───── Data excerpts ─────

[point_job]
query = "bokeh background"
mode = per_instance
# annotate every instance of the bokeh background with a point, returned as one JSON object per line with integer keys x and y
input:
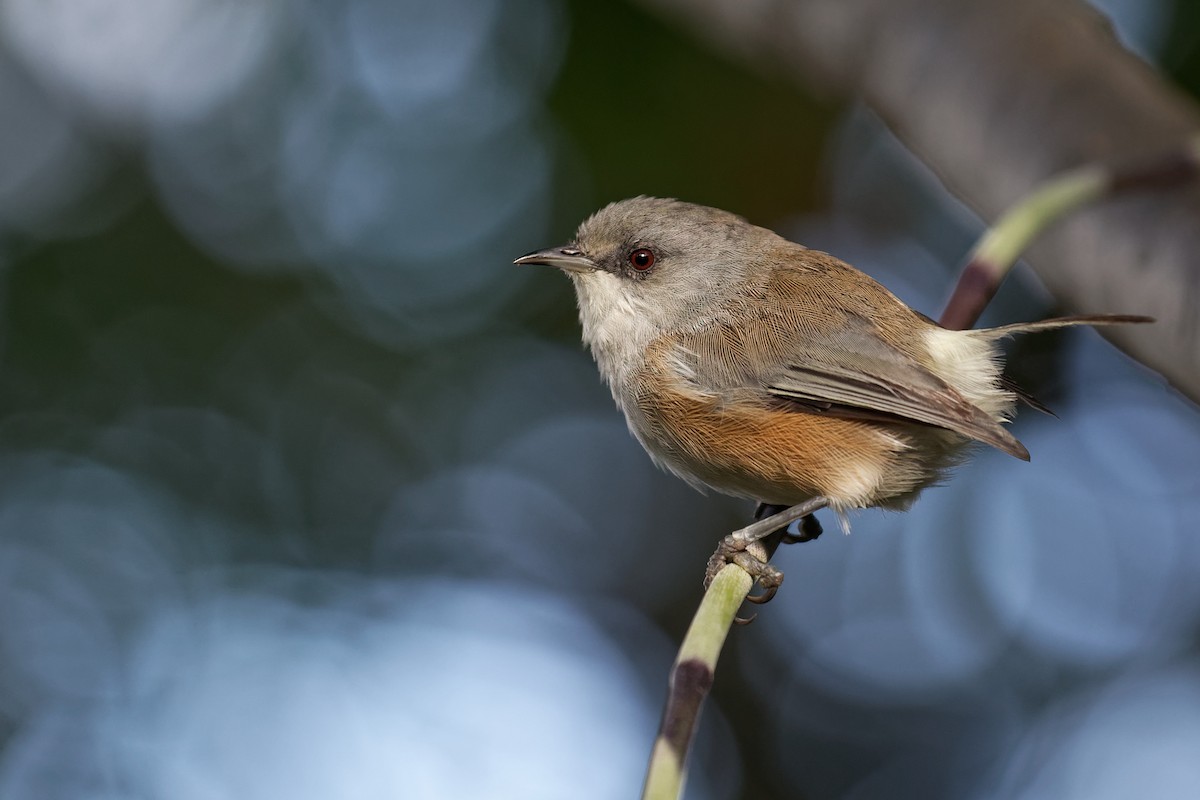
{"x": 306, "y": 492}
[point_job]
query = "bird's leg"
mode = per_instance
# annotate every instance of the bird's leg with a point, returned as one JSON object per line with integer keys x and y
{"x": 810, "y": 527}
{"x": 745, "y": 548}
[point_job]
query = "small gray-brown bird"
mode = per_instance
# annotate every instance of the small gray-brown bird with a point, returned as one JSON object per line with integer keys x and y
{"x": 755, "y": 366}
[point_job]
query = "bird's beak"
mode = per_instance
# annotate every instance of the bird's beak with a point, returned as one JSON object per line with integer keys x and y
{"x": 569, "y": 259}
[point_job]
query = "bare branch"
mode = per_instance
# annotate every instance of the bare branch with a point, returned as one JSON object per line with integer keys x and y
{"x": 996, "y": 96}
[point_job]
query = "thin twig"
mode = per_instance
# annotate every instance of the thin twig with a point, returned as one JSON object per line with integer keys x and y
{"x": 1002, "y": 245}
{"x": 989, "y": 263}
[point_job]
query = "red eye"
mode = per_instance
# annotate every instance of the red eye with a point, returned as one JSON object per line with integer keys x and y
{"x": 642, "y": 259}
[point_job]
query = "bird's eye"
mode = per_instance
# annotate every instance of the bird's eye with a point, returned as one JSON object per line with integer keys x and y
{"x": 641, "y": 259}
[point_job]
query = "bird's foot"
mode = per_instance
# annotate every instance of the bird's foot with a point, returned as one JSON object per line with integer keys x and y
{"x": 754, "y": 555}
{"x": 753, "y": 558}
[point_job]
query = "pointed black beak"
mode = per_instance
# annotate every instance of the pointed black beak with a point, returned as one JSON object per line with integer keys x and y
{"x": 570, "y": 259}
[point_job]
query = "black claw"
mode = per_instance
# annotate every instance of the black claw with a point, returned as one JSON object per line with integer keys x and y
{"x": 810, "y": 528}
{"x": 768, "y": 593}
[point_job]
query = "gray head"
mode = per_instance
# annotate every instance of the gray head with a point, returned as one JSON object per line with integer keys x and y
{"x": 648, "y": 265}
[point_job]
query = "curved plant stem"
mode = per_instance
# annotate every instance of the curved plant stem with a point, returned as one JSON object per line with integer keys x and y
{"x": 990, "y": 260}
{"x": 1005, "y": 241}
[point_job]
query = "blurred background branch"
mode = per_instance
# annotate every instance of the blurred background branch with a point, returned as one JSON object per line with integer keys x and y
{"x": 996, "y": 96}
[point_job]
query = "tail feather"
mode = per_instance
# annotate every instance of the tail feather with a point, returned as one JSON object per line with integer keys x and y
{"x": 1060, "y": 322}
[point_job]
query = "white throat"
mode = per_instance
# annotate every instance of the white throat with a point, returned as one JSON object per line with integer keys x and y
{"x": 617, "y": 325}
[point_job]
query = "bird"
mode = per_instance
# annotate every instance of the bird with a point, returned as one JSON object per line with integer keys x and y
{"x": 754, "y": 366}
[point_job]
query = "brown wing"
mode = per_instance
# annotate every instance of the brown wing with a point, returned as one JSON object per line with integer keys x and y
{"x": 850, "y": 365}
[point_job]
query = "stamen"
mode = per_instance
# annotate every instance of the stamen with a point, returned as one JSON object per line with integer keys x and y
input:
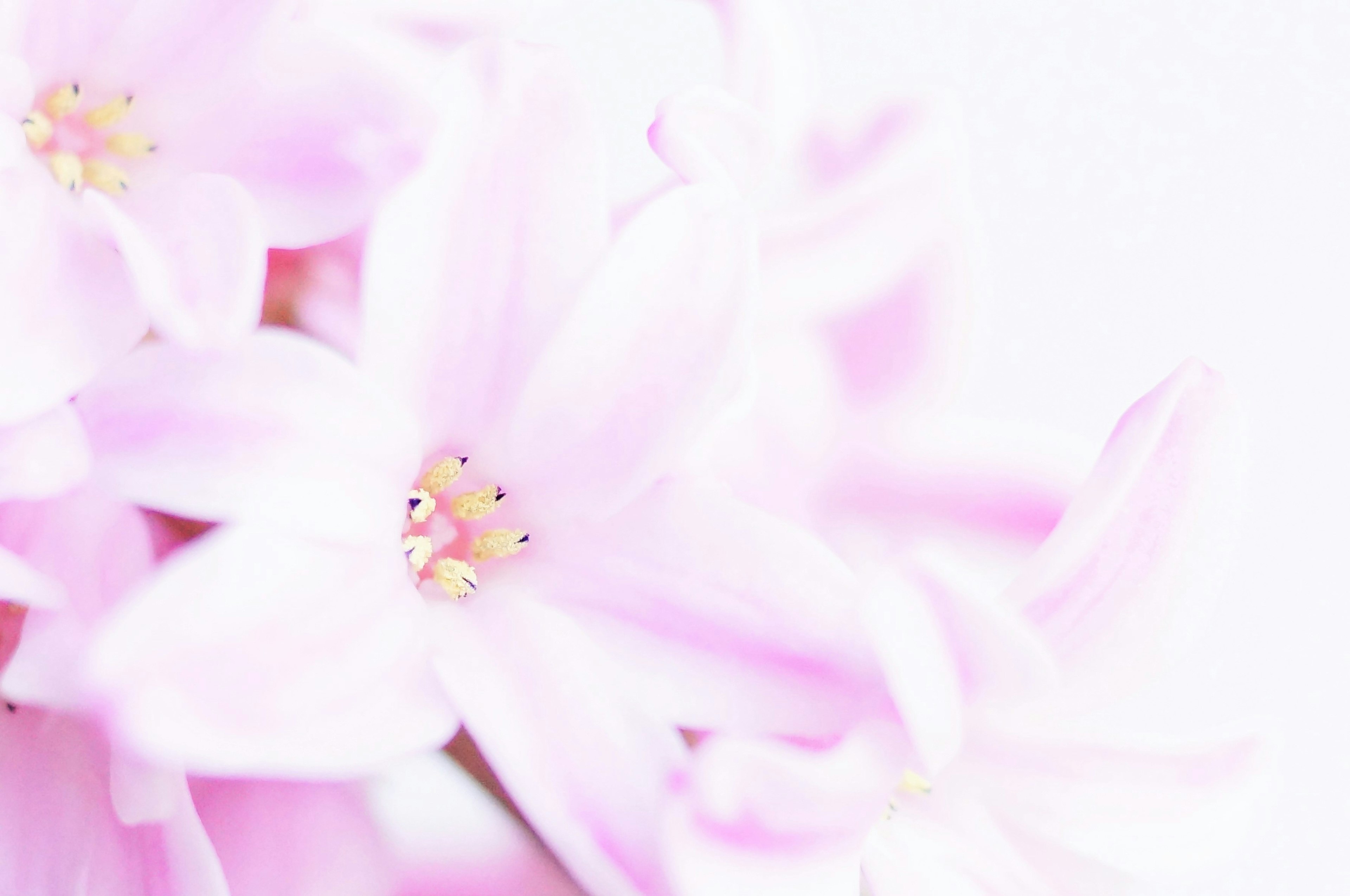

─────

Task requirements:
In your copy, every entry above must match word for word, and no picture may appear.

Response for this exercise:
[point_job]
query = "bokeh background"
mode = per_instance
# annotate every instance of the bokeh background with a point, returned as one JSON object per line with integer keys x and y
input:
{"x": 306, "y": 492}
[point_job]
query = "bird's leg"
mode = per_instance
# annotate every instance of the bird's leg with a point, returned as one JSON object per line with integer keys x and y
{"x": 810, "y": 527}
{"x": 745, "y": 548}
[point_job]
query = "small gray-brown bird"
mode = per_instance
# annotate every instance of the small gray-brown bird with a point, returned as one JSON object per line with integer keys x and y
{"x": 755, "y": 366}
[point_job]
query = "bird's beak"
mode = per_instance
# annotate every instance of the bird's beak with a point, returned as one JSON object per line with integer keys x and y
{"x": 569, "y": 259}
[point_job]
query = "bare branch"
mode = per_instance
# annotate every instance of the bare branch with a point, returned as one JSON object per line with integer keys x and y
{"x": 996, "y": 96}
[point_job]
query = "thin twig"
mode = per_instance
# annotate every instance of the thin twig with a point, returned as one JSON object per line with integer keys x and y
{"x": 1002, "y": 245}
{"x": 989, "y": 263}
[point_job]
query = "red eye"
mode = per_instance
# annotate every instance of the red eye with a point, returned as one JSON object per line with integer keys x and y
{"x": 642, "y": 259}
[point_job]
query = "bird's eye"
mode = per_instance
# annotate every instance of the bird's eye with a point, returned as one JSON object per line with integer keys x and y
{"x": 641, "y": 259}
[point_job]
query = "bird's foot"
mode = per_instance
# annotate every instance of the bird's foot with a point, returned as one JSON object per line with integer keys x and y
{"x": 754, "y": 555}
{"x": 753, "y": 558}
[point_job]
query = "pointed black beak"
mode = per_instance
# annotate every instance of the pointed black beak with a point, returned as one JSON object per line with integer keys x and y
{"x": 570, "y": 259}
[point_job]
query = "black claw"
mode = per_instance
# annotate every instance of the black claw with a point, returned as one JSON object per line with integer keys x and y
{"x": 810, "y": 528}
{"x": 768, "y": 593}
[point_job]
query = "gray head"
mode = per_instance
# annotate every instance of the gray head with a point, returned as one JSON object per line with integer keys x and y
{"x": 648, "y": 265}
[point_job]
query = "curved plant stem"
mode = per_instance
# annotate every instance of the curved plant stem with a point, returned as one JSON object per line with integer keys x and y
{"x": 990, "y": 260}
{"x": 1005, "y": 241}
[point_job]
query = "blurred background branch"
mode = per_instance
# annotate every instance of the blurred background branch with a point, returned as one JSON object per line with integer keys x and y
{"x": 996, "y": 96}
[point_job]
query = "tail feather"
mode = per_instance
# annotate every instance of the tail feather with a point, returned as one JSON object per line with integer keys x and y
{"x": 1060, "y": 322}
[point_job]
query = "white throat"
mode = per_instance
# annotate every instance of the white throat with a point, returned as one JSON object per line with integer keys x and y
{"x": 617, "y": 325}
[point_job]
query = "bird"
mode = per_instance
# annotate every instance of the bird with a point, returned as one JSON object per line with integer keys x and y
{"x": 754, "y": 366}
[point_job]
query = "brown wing"
mode = per_instance
# annotate every instance of the brown wing with a point, returned as one JSON object per line with integer keys x and y
{"x": 850, "y": 365}
[point_job]
query = "stamen"
mode = per_instance
# annotate every instance of the stamen with a point, returned as one JSON object per line with integer keys x and y
input:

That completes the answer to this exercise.